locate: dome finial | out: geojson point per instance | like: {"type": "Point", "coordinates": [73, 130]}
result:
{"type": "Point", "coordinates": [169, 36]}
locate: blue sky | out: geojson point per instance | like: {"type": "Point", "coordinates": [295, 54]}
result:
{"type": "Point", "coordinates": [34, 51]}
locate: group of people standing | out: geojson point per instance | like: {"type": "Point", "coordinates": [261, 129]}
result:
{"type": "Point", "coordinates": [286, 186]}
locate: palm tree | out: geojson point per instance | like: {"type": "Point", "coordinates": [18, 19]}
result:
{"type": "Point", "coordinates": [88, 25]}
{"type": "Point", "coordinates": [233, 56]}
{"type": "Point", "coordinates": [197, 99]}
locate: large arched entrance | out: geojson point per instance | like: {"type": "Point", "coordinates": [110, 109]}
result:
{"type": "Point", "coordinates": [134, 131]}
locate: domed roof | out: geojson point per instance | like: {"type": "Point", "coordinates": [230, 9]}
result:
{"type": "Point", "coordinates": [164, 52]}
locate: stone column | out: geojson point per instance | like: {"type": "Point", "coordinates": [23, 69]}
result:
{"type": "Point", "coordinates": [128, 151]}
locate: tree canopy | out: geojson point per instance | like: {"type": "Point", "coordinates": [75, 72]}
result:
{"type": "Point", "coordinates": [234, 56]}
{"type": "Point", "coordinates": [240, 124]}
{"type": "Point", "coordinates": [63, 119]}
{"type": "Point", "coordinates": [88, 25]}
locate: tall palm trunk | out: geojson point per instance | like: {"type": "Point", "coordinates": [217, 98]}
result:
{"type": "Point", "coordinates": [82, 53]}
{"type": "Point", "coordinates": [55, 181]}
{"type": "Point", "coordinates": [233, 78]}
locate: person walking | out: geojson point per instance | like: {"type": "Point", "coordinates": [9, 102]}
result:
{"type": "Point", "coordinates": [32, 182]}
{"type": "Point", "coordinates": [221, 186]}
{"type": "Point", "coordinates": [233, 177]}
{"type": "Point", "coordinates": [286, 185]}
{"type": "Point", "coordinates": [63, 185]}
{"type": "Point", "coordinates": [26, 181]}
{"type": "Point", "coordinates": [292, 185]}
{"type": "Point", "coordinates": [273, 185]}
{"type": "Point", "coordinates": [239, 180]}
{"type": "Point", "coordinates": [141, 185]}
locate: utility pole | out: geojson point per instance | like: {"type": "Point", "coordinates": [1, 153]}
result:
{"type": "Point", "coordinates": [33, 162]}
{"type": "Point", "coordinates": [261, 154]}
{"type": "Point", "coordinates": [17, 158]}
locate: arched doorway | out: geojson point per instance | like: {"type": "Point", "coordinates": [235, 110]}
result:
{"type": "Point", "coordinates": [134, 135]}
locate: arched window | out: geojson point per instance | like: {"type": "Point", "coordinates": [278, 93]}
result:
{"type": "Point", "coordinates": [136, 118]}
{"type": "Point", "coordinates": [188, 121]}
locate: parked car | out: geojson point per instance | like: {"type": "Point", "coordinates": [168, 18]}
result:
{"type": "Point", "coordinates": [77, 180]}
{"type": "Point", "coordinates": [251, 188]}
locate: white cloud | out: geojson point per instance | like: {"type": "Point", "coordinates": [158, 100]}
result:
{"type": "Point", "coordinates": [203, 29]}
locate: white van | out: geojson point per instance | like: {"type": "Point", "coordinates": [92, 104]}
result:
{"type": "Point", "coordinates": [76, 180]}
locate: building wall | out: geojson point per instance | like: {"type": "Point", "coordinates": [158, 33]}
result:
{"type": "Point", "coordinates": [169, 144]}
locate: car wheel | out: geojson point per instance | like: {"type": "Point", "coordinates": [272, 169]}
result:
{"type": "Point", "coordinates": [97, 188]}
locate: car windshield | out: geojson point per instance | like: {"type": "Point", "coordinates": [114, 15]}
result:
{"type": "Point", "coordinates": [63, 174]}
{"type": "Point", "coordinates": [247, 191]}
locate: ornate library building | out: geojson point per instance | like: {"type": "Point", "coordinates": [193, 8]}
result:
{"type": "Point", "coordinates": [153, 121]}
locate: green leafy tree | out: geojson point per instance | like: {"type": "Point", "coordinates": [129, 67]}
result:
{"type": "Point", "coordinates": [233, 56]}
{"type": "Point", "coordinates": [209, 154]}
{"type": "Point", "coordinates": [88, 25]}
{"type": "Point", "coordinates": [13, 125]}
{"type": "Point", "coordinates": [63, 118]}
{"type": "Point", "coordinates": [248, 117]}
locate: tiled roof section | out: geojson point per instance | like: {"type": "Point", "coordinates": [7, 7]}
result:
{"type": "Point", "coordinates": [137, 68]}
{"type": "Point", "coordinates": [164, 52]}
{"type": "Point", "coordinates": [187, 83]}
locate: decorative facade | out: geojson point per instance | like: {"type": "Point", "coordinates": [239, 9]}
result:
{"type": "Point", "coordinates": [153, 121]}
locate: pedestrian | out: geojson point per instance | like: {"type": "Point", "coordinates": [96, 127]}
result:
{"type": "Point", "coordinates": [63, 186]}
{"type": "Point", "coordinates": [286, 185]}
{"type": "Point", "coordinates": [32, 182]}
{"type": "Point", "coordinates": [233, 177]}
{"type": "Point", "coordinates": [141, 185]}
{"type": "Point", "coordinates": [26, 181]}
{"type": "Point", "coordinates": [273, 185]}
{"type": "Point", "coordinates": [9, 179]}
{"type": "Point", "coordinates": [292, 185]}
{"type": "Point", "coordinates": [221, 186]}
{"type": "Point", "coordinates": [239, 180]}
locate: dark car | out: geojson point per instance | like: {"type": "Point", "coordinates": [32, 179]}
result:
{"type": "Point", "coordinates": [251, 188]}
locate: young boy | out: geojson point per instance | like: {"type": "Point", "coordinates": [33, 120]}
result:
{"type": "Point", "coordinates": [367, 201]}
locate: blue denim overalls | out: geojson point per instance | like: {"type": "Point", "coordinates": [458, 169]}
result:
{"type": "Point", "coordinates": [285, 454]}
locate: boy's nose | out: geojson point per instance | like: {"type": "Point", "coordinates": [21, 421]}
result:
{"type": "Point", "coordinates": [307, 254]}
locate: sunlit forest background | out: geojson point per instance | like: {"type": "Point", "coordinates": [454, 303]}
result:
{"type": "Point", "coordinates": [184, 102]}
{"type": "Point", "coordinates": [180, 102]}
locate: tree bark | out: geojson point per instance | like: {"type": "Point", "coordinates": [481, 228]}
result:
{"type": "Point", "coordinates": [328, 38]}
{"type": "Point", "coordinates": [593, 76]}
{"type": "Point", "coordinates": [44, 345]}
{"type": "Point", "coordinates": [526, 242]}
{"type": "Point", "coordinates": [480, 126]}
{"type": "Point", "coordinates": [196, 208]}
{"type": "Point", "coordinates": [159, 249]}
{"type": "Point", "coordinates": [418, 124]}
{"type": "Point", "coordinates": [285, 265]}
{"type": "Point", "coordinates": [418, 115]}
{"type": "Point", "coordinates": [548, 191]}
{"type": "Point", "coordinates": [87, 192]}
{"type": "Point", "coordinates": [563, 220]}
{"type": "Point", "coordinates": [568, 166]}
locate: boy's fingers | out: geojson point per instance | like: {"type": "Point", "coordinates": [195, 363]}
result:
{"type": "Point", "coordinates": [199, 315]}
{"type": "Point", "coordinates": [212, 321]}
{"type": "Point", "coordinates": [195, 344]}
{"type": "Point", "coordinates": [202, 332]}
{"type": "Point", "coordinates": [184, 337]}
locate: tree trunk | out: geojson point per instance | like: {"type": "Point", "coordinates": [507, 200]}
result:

┄┄┄┄┄┄┄┄┄┄┄┄┄┄┄┄┄┄┄┄

-- What you will do --
Nothing should be left out: return all of the records exactly.

-- Result of the task --
locate: dome finial | out: geojson point per instance | like: {"type": "Point", "coordinates": [73, 130]}
result:
{"type": "Point", "coordinates": [169, 36]}
locate: blue sky | out: geojson point per instance | like: {"type": "Point", "coordinates": [295, 54]}
result:
{"type": "Point", "coordinates": [34, 51]}
locate: group of people standing | out: geojson point per instance | like: {"type": "Point", "coordinates": [261, 129]}
result:
{"type": "Point", "coordinates": [286, 186]}
locate: palm tree | out: geojson point per instance | like: {"type": "Point", "coordinates": [18, 19]}
result:
{"type": "Point", "coordinates": [88, 25]}
{"type": "Point", "coordinates": [233, 56]}
{"type": "Point", "coordinates": [197, 99]}
locate: large arched entrance | out: geojson point per instance | like: {"type": "Point", "coordinates": [110, 109]}
result:
{"type": "Point", "coordinates": [134, 131]}
locate: domed roof | out: geojson point per instance | like: {"type": "Point", "coordinates": [230, 9]}
result:
{"type": "Point", "coordinates": [164, 52]}
locate: stone column | out: geojson point per instance | like: {"type": "Point", "coordinates": [23, 69]}
result:
{"type": "Point", "coordinates": [128, 151]}
locate: tree canopy | out: geojson point per instance | like: {"type": "Point", "coordinates": [75, 72]}
result:
{"type": "Point", "coordinates": [234, 56]}
{"type": "Point", "coordinates": [240, 124]}
{"type": "Point", "coordinates": [63, 119]}
{"type": "Point", "coordinates": [88, 25]}
locate: tall palm trunk | out: geojson point per instance | like: {"type": "Point", "coordinates": [217, 98]}
result:
{"type": "Point", "coordinates": [82, 53]}
{"type": "Point", "coordinates": [55, 181]}
{"type": "Point", "coordinates": [233, 78]}
locate: person walking | out: geojson point per instance | like: {"type": "Point", "coordinates": [9, 102]}
result:
{"type": "Point", "coordinates": [32, 182]}
{"type": "Point", "coordinates": [221, 186]}
{"type": "Point", "coordinates": [233, 177]}
{"type": "Point", "coordinates": [286, 185]}
{"type": "Point", "coordinates": [63, 185]}
{"type": "Point", "coordinates": [26, 181]}
{"type": "Point", "coordinates": [292, 185]}
{"type": "Point", "coordinates": [273, 185]}
{"type": "Point", "coordinates": [239, 180]}
{"type": "Point", "coordinates": [141, 185]}
locate: utility pole | out: geojson point per instance | like: {"type": "Point", "coordinates": [1, 153]}
result:
{"type": "Point", "coordinates": [33, 162]}
{"type": "Point", "coordinates": [261, 154]}
{"type": "Point", "coordinates": [17, 158]}
locate: arched doorway | out: geojson point per instance | like: {"type": "Point", "coordinates": [235, 110]}
result:
{"type": "Point", "coordinates": [134, 135]}
locate: arched window | out: geojson point per instance | like: {"type": "Point", "coordinates": [278, 93]}
result:
{"type": "Point", "coordinates": [136, 118]}
{"type": "Point", "coordinates": [188, 121]}
locate: parked car | out: geojson point per instance | like: {"type": "Point", "coordinates": [168, 18]}
result:
{"type": "Point", "coordinates": [77, 180]}
{"type": "Point", "coordinates": [251, 188]}
locate: white cloud | out: geojson point per instance | like: {"type": "Point", "coordinates": [158, 100]}
result:
{"type": "Point", "coordinates": [203, 29]}
locate: white van | out: geojson point per instance | like: {"type": "Point", "coordinates": [92, 104]}
result:
{"type": "Point", "coordinates": [76, 180]}
locate: building wall | out: geojson point per instance | like: {"type": "Point", "coordinates": [158, 33]}
result:
{"type": "Point", "coordinates": [169, 144]}
locate: car wheel | out: geojson point per instance | like: {"type": "Point", "coordinates": [272, 169]}
result:
{"type": "Point", "coordinates": [97, 188]}
locate: car windshield | out: geojson point per instance | like: {"type": "Point", "coordinates": [114, 15]}
result:
{"type": "Point", "coordinates": [63, 174]}
{"type": "Point", "coordinates": [247, 191]}
locate: ornate library building | out: geojson point per instance | like: {"type": "Point", "coordinates": [193, 8]}
result:
{"type": "Point", "coordinates": [153, 121]}
locate: green leafy tree | out: geojson point per instance | like: {"type": "Point", "coordinates": [129, 67]}
result:
{"type": "Point", "coordinates": [233, 56]}
{"type": "Point", "coordinates": [209, 154]}
{"type": "Point", "coordinates": [88, 25]}
{"type": "Point", "coordinates": [13, 125]}
{"type": "Point", "coordinates": [63, 118]}
{"type": "Point", "coordinates": [248, 117]}
locate: tiled roof section | out: geojson point per instance | like: {"type": "Point", "coordinates": [7, 7]}
result:
{"type": "Point", "coordinates": [137, 68]}
{"type": "Point", "coordinates": [164, 52]}
{"type": "Point", "coordinates": [187, 83]}
locate: decorative facade | out: geojson point per instance | like: {"type": "Point", "coordinates": [239, 9]}
result:
{"type": "Point", "coordinates": [153, 121]}
locate: pedestrian | out: geojson point per instance | like: {"type": "Point", "coordinates": [96, 127]}
result:
{"type": "Point", "coordinates": [63, 186]}
{"type": "Point", "coordinates": [286, 185]}
{"type": "Point", "coordinates": [32, 182]}
{"type": "Point", "coordinates": [233, 177]}
{"type": "Point", "coordinates": [141, 185]}
{"type": "Point", "coordinates": [26, 181]}
{"type": "Point", "coordinates": [273, 185]}
{"type": "Point", "coordinates": [9, 179]}
{"type": "Point", "coordinates": [292, 185]}
{"type": "Point", "coordinates": [221, 186]}
{"type": "Point", "coordinates": [239, 180]}
locate: dark car | out: geojson point per instance | like: {"type": "Point", "coordinates": [32, 179]}
result:
{"type": "Point", "coordinates": [251, 188]}
locate: young boy | out: geojson point per instance | like: {"type": "Point", "coordinates": [33, 120]}
result:
{"type": "Point", "coordinates": [367, 201]}
locate: blue denim overalls | out: geojson point per instance | like: {"type": "Point", "coordinates": [458, 169]}
result:
{"type": "Point", "coordinates": [285, 454]}
locate: boy's nose | out: geojson point per instance | like: {"type": "Point", "coordinates": [21, 421]}
result:
{"type": "Point", "coordinates": [307, 254]}
locate: sunlit forest background | out: geojson point per instance | like: {"type": "Point", "coordinates": [454, 303]}
result:
{"type": "Point", "coordinates": [184, 102]}
{"type": "Point", "coordinates": [180, 102]}
locate: tree bark | out: geojson point per instance | like: {"type": "Point", "coordinates": [481, 228]}
result:
{"type": "Point", "coordinates": [328, 38]}
{"type": "Point", "coordinates": [593, 76]}
{"type": "Point", "coordinates": [44, 345]}
{"type": "Point", "coordinates": [526, 242]}
{"type": "Point", "coordinates": [480, 126]}
{"type": "Point", "coordinates": [196, 208]}
{"type": "Point", "coordinates": [159, 249]}
{"type": "Point", "coordinates": [418, 124]}
{"type": "Point", "coordinates": [285, 265]}
{"type": "Point", "coordinates": [418, 115]}
{"type": "Point", "coordinates": [548, 191]}
{"type": "Point", "coordinates": [87, 192]}
{"type": "Point", "coordinates": [563, 220]}
{"type": "Point", "coordinates": [568, 166]}
locate: boy's fingers | out: geojson point per instance | like: {"type": "Point", "coordinates": [195, 363]}
result:
{"type": "Point", "coordinates": [199, 315]}
{"type": "Point", "coordinates": [212, 321]}
{"type": "Point", "coordinates": [195, 344]}
{"type": "Point", "coordinates": [202, 332]}
{"type": "Point", "coordinates": [184, 337]}
locate: tree trunk | out: geojson point per instance | like: {"type": "Point", "coordinates": [507, 200]}
result:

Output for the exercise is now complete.